▸ **WHAT IS NEEDED**
Every line of the listing belongs in your answer exactly as written; the images do not.

DATA TO EXAMINE: Begin

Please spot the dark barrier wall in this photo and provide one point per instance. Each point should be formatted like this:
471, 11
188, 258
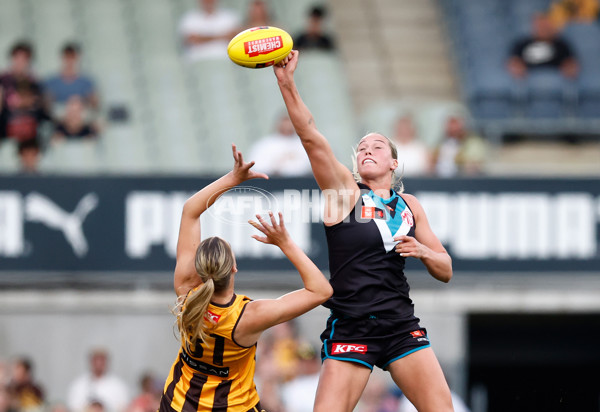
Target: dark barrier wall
131, 224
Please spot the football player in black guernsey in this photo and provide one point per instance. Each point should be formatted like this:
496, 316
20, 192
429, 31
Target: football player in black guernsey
371, 228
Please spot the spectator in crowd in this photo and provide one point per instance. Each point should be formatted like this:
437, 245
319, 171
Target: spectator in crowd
298, 394
29, 155
6, 400
28, 395
98, 385
563, 12
74, 125
21, 104
259, 14
70, 81
314, 36
281, 153
149, 398
460, 151
206, 31
542, 49
414, 157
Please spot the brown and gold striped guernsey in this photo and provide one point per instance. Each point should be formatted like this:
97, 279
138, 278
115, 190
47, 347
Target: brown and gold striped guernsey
218, 376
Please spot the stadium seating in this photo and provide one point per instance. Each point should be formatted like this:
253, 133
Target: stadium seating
181, 116
482, 32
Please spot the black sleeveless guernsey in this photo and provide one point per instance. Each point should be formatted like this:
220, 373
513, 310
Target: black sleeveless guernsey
366, 273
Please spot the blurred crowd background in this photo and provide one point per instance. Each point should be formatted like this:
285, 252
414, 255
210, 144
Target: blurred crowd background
466, 89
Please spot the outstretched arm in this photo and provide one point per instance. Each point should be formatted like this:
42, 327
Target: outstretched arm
185, 277
425, 245
260, 315
328, 171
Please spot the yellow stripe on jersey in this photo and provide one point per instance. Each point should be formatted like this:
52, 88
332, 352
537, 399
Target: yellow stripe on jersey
214, 376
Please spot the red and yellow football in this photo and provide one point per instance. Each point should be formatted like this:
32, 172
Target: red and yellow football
260, 47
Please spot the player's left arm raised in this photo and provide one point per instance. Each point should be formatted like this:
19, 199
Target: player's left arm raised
185, 277
425, 245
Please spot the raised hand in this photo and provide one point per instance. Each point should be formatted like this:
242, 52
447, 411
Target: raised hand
275, 233
284, 70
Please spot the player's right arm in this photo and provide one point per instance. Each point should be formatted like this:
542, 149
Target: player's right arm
328, 171
260, 315
185, 276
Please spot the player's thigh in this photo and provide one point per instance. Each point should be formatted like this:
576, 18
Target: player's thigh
340, 385
420, 377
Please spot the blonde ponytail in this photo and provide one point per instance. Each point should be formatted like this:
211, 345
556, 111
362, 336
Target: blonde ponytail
214, 264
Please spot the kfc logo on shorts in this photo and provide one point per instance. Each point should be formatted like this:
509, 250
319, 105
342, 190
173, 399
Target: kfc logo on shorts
407, 217
212, 317
417, 333
347, 348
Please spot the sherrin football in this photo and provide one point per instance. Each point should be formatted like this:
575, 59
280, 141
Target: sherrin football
260, 47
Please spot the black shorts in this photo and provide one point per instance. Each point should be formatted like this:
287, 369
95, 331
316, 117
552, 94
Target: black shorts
371, 341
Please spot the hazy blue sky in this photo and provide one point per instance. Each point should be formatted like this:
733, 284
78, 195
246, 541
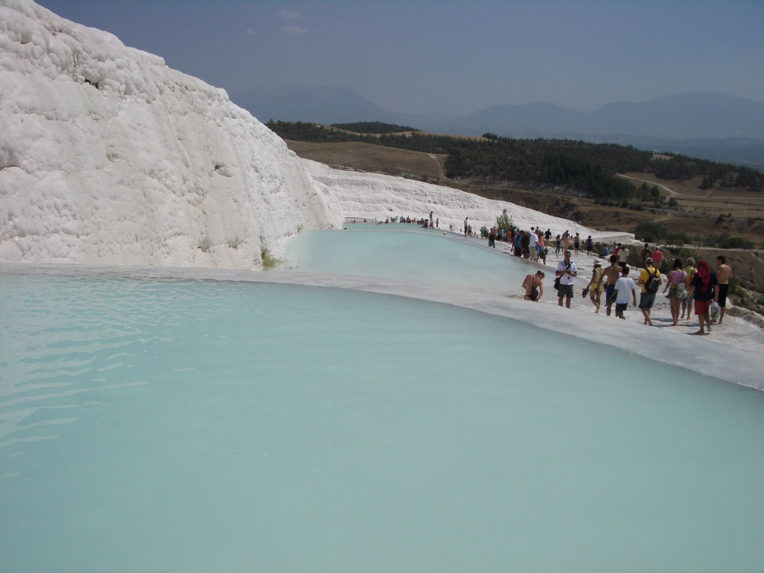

DATA TO EXAMINE: End

▸ **WRITTEN SOLUTION**
Please spot the dark barrier wall in this photo and provide one point per instance. Each point should be formatted like this:
471, 11
188, 258
Target: dark barrier wall
131, 224
Please spot the football player in black guernsey in this photo and provide one point per instance. Each point should be formatted like this:
496, 316
20, 192
429, 31
Target: football player in black guernsey
371, 228
Please spot the spectator in crowd in this photo and provide one point per instance. Each point should be formatted like this:
437, 245
319, 171
Target: spectator in crowd
298, 394
29, 155
6, 400
28, 395
98, 385
563, 12
74, 125
21, 104
259, 14
70, 81
314, 36
281, 153
149, 398
460, 151
206, 31
542, 49
414, 157
Please spot the brown and gold striped guernsey in this photo and provide one point per instance. Each point should be formatted like this:
97, 279
138, 278
115, 190
47, 347
Target: brown and gold striped guernsey
218, 376
Please spot the stadium seating in this photo and provide one point per instance. Each point should be formatted like this:
253, 133
Target: stadium seating
181, 116
482, 32
Please spot the black sleeveless guernsey in this photo and provide one point per instance. Each point should be formatted like this:
220, 373
513, 310
Target: black sleeveless guernsey
366, 273
Please spot the blurred crowd background in this photo and provide one point per instance. Each point should be formatted like this:
285, 252
414, 255
210, 144
Target: blurred crowd background
466, 89
Please spot the outstretched arm in this photo and provide one point per instance. Each point should be formatted like this:
42, 327
Target: outstretched arm
185, 277
425, 245
260, 315
328, 171
Please spot the yellow stripe on jersey in this photo and provide one point per instance. Each point should be formatted like this:
52, 88
332, 352
537, 399
Target: yellow stripe on jersey
214, 376
Please spot the red and yellow football in this photo and provide one point per instance. Each point should be formatted like this:
32, 172
Target: red and yellow football
260, 47
Please spot the player's left arm raised in this photo and provide one point per instance. Each point should be formatted like this:
19, 199
Target: player's left arm raised
185, 277
425, 245
Please spot the raised hand in this photo and provide one point per instance. Each point should be formatted like this:
242, 52
447, 411
Target: raised hand
275, 233
284, 70
Please spot the player's right arm in this photo and provide one point per instance. Each point should be formatted like this:
542, 149
Target: player's right arm
328, 171
260, 315
185, 276
Please spot the player's thigh in this photo and provide one point per instance. Each point should be formatted like this:
576, 18
Target: player's thigh
340, 385
420, 377
Please spot the blonde ponytail in this photo and provide one point per instance. Each point should be formatted like this:
211, 345
556, 111
362, 336
Target: blonde ponytail
214, 264
Please spot the kfc logo on shorts in this photo and provide one point per instance. Each point should be formatted like this:
509, 250
319, 105
342, 190
173, 399
Target: kfc logo on shorts
407, 217
212, 317
417, 333
347, 348
Please spot the sherrin football in this photo and provide one point per instance. Each point should be formatted like this:
575, 59
280, 141
Target: sherrin football
260, 47
Please spot the black shorts in this photo and provide one point per instance. Each point should be formatted like this:
287, 369
95, 331
316, 117
552, 94
Target: black shorts
371, 341
Please spot the hazy blue sky in this photo and provide one point per instance. Each point should be formatted like this:
733, 284
78, 195
246, 541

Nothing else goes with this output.